▶ [Selected excerpt]:
Received: 08-Apr-2022, Manuscript No. JMB-22-60102; Editor assigned: 10- Apr-2022, Pre QC No. JMB-22-60102 (PQ); Reviewed:  22- Apr-2022, QC No. JMB-22-60102; Revised: 25- Apr-2022, Manuscript No. JMB-22-60102 (A); Published: 29- Apr-2022, DOI:10.4172/2320-3528.11.3.003.

Visit for more related articles at Research & Reviews: Journal of Microbiology and Biotechnology

About the Study

Microbial ecology is the study of the diversity, distribution, and abundance of microorganisms, as well as their unique interactions and effects on ecosystems. Microorganisms represent the great majority of the genetic and metabolic variety on the planet and drive most of the key ecological processes that recycle matter and energy, despite the fact that microbial ecology is not generally considered of as a central discipline within ecology.

Microorganisms have evolved to fill nearly every ecological niche and energy-generating process imaginable. Microorganisms participate in a variety of ecological interactions with one other and larger forms of life as a result of this. Microbial species, evolutionary relationships, and environmental variables that affect abundance, distribution, and specialized activity are often identified using laboratory culture and culture-independent molecular techniques.

Although these approaches are frequently complementary, they each take a different approach to microbial ecology. In situ studies of microbial interactions and dynamics in complex natural communities are possible thanks to culture-independent techniques.

▶ [Raw data]:

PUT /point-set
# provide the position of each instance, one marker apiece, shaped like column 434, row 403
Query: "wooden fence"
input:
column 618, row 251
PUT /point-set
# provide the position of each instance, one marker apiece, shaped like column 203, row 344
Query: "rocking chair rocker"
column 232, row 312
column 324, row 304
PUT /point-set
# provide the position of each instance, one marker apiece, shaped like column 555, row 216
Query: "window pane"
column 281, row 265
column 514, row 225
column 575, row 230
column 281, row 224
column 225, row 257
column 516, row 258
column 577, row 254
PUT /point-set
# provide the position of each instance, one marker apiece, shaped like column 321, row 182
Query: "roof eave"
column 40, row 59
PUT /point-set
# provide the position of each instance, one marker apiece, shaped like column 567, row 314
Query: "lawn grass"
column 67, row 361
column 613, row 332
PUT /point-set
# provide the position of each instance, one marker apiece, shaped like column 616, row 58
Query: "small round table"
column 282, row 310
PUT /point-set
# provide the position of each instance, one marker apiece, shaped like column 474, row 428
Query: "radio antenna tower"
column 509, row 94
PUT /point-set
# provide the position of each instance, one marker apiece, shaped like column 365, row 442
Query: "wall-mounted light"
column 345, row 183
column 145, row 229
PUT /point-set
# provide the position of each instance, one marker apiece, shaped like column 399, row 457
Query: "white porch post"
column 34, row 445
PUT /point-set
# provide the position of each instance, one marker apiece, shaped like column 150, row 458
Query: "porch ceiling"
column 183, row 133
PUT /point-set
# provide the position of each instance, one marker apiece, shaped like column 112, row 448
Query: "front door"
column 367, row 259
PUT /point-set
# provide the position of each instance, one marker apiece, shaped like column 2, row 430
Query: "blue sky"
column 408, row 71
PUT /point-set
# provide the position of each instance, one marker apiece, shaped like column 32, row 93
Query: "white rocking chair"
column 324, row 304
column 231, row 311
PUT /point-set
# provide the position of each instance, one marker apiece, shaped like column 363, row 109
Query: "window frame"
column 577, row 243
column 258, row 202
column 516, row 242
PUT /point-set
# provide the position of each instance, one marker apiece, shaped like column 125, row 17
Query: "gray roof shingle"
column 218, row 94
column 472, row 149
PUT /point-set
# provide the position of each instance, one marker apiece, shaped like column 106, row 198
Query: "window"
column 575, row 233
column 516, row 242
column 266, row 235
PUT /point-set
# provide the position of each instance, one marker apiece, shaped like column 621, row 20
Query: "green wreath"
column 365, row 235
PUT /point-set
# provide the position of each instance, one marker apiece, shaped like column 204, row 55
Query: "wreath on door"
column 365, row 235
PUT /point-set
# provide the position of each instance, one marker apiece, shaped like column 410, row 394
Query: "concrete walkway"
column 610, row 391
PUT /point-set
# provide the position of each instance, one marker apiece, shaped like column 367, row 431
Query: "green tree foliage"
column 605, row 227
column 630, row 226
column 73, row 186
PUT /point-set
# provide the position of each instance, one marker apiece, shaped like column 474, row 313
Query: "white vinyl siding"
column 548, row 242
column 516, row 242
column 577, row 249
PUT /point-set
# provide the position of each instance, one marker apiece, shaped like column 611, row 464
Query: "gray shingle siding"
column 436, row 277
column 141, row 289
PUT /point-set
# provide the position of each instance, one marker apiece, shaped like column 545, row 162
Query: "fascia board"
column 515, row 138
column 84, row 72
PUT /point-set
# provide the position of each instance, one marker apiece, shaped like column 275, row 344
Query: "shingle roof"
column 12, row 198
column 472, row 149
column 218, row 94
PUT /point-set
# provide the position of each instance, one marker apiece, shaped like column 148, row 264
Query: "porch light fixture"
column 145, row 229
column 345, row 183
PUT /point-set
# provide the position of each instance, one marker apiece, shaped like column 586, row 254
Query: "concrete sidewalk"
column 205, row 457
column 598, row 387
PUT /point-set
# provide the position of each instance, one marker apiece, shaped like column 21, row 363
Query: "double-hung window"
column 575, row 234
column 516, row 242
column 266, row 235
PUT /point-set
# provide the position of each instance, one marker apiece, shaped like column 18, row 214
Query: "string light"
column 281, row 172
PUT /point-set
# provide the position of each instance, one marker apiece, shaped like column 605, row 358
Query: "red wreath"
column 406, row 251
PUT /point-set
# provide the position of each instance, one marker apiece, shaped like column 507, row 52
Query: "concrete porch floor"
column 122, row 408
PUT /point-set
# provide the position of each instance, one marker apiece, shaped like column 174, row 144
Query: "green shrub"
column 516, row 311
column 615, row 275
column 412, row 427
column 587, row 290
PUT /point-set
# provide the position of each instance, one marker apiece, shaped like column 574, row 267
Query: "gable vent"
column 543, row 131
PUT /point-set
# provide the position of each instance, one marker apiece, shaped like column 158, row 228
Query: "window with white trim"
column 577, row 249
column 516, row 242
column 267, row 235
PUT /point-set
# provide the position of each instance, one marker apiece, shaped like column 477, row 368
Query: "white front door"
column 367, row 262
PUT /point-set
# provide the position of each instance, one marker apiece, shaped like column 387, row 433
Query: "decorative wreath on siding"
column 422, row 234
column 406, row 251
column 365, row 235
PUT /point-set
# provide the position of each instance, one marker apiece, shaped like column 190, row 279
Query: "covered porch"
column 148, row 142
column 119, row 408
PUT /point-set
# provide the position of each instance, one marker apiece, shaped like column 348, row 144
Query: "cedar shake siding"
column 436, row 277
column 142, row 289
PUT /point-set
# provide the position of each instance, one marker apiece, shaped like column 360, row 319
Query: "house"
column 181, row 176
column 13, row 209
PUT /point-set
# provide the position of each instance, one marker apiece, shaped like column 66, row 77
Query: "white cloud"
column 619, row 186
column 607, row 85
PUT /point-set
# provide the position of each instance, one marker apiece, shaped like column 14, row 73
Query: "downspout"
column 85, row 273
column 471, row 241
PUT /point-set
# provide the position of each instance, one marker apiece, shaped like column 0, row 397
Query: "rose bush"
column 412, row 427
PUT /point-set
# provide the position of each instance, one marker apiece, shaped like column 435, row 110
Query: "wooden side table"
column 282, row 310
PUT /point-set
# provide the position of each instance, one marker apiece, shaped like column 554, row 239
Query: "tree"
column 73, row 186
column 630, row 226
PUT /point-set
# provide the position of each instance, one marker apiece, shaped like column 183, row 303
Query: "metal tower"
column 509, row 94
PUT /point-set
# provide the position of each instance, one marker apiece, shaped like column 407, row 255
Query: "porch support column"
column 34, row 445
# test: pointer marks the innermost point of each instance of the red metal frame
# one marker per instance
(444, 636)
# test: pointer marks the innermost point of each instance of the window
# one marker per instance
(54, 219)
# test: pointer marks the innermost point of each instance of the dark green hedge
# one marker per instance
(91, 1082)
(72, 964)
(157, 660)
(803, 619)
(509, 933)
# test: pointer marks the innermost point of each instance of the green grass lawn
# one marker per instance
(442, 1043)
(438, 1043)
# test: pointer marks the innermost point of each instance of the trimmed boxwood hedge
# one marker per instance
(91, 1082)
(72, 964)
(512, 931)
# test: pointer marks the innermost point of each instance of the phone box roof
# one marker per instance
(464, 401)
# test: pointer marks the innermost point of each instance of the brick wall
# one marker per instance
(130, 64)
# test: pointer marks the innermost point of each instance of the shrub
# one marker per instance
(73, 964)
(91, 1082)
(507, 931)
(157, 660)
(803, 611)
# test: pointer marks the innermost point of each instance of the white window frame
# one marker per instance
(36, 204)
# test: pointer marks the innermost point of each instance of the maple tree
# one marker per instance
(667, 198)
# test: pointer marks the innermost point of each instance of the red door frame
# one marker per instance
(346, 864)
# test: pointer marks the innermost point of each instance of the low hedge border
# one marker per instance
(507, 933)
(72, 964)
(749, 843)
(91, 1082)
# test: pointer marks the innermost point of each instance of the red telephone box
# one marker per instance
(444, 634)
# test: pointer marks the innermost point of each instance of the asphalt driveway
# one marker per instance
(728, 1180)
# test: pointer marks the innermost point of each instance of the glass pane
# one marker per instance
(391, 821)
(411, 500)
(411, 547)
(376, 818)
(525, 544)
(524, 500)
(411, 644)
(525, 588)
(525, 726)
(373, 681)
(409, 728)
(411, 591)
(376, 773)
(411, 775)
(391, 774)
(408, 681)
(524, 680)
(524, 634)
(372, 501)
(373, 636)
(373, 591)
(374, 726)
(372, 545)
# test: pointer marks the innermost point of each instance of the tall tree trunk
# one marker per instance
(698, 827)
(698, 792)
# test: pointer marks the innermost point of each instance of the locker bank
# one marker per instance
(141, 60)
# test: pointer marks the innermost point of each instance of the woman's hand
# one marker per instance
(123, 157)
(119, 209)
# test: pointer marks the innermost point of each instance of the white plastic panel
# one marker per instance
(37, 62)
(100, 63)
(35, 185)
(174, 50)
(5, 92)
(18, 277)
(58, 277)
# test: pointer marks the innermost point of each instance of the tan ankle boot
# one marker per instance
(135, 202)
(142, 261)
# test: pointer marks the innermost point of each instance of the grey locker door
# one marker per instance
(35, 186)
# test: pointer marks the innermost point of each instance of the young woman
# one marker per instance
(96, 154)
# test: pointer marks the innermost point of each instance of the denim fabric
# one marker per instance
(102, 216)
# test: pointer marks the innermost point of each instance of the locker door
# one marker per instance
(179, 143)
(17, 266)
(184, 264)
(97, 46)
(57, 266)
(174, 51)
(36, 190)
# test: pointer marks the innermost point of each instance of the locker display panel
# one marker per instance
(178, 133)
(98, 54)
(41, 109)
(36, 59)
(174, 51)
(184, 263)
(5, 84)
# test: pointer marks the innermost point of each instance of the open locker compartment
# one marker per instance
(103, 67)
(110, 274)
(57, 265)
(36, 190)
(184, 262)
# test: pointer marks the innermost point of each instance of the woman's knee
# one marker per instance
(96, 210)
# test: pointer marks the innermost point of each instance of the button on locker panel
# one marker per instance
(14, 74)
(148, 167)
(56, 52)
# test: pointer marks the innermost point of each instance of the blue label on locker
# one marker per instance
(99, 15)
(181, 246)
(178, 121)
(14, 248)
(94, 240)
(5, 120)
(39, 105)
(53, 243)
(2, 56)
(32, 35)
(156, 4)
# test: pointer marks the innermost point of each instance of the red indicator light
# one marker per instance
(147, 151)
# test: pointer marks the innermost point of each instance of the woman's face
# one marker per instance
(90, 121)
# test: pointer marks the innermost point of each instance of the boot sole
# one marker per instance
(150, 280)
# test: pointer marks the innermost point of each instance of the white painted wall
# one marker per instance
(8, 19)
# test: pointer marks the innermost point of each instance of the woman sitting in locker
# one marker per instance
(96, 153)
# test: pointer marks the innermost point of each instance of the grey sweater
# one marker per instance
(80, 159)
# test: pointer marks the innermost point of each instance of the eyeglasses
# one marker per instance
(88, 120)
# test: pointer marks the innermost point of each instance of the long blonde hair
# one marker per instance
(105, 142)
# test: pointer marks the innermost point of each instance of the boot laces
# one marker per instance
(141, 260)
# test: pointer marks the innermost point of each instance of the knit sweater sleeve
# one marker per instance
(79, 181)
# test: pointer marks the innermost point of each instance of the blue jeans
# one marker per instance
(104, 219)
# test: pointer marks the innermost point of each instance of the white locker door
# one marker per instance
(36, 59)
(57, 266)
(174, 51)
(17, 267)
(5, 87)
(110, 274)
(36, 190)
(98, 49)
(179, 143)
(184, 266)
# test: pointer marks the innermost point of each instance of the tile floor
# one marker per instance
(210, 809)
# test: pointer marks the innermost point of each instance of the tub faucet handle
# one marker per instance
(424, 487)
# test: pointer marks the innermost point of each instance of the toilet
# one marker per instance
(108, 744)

▶ [Task to carry out]: Could you continue the microbial ecology article from its last sentence, keeping the same register?

▶ [Exercise response]:
Laboratory cultures have determined the enormous metabolic diversity of microbes and are essential for testing fundamental ecological theories relating to evolutionary adaptability, competition, and demographic tradeoffs due to their simplicity and ease of modification. Within the study of microbiology, microbial ecology is a relatively new field. Its modern history is limited to the last 60 years, and the area is distinguished by its focus on studying microorganisms' interactions with their surroundings rather than their activity in controlled lab environments.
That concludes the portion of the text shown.